#### [Provided information]

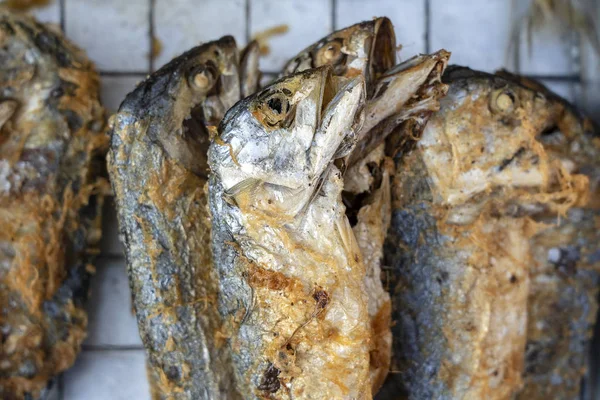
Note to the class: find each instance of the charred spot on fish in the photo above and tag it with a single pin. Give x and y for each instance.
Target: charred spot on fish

--

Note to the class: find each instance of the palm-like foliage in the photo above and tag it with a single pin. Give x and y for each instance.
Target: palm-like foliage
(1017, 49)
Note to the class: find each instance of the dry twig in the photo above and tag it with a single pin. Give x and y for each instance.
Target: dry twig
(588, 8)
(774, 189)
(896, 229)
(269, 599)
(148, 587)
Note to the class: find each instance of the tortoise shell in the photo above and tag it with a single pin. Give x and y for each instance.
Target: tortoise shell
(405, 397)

#### [Task instructions]
Would you copy every line from the listing above that has the string "class" in it?

#### [Reply]
Note to the class: find each instance of the charred spot on fish in the photo above and tag it with a single pin. Give x and y for each instance.
Note to the class: find each instance of the palm-like foliage in the photo above and tag it with a single pin. Give x and y for each instance.
Note to the class: find each instance of the dry twig in the photo above and tag it with a single pin. Give x and y for each instance.
Note to the class: find each instance of the tortoise shell in the photo above and tag it with a single pin. Give x and y for each instance.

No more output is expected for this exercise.